## THE EXERCISE
Rewrite every item below, requests included, shifting each x and y coordinate in the answers by -14. Omit the pictures from your output.

....................

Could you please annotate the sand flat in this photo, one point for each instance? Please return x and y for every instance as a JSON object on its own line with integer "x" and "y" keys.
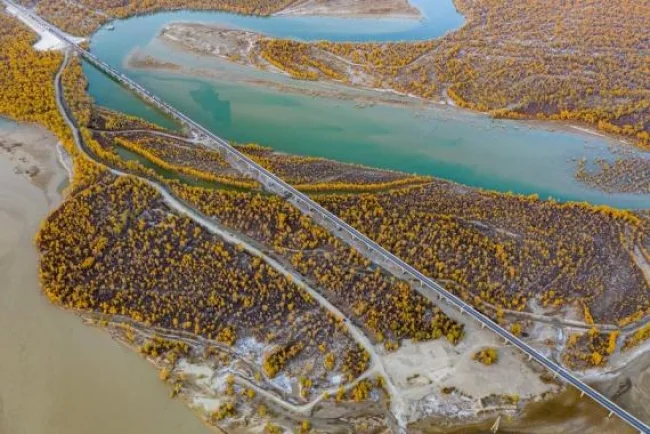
{"x": 57, "y": 375}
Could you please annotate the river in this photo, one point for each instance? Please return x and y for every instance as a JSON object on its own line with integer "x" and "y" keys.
{"x": 57, "y": 375}
{"x": 470, "y": 148}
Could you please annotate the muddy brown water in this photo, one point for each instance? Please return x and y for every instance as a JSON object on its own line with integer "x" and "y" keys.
{"x": 57, "y": 375}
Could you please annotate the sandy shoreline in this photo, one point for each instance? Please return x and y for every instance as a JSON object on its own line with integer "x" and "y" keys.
{"x": 390, "y": 9}
{"x": 362, "y": 96}
{"x": 57, "y": 375}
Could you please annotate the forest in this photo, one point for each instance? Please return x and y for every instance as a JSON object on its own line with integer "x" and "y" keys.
{"x": 583, "y": 62}
{"x": 578, "y": 61}
{"x": 508, "y": 250}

....................

## SOLUTION
Could you please annotate the sand flat in this photo, one point for each instance? Please return x and y for every instance as a JSON object on its own line with integer "x" and "y" keys.
{"x": 43, "y": 361}
Could you please annotate the river in this photo, one point for each instance? Please return x and y for every instance as a JSON object on its own line with integer "x" and "y" keys.
{"x": 43, "y": 361}
{"x": 456, "y": 134}
Could you please annotate the muddy brown water in this photo, one point for each instance? Please return x and y for every instance as a JSON object on its own line with integer "x" and "y" keys.
{"x": 43, "y": 361}
Could you please annotate the sandy shoreline in this photo, one point for each instance? Please return x and y for every instance as a JSON object on its own line with integer "x" and "y" keys.
{"x": 376, "y": -5}
{"x": 348, "y": 82}
{"x": 43, "y": 361}
Could you please annotate the forest in this photo, one point for each instance? Please return x and y for every instance as a JSON object on its own line with integer "x" and "y" keys.
{"x": 569, "y": 48}
{"x": 564, "y": 47}
{"x": 494, "y": 236}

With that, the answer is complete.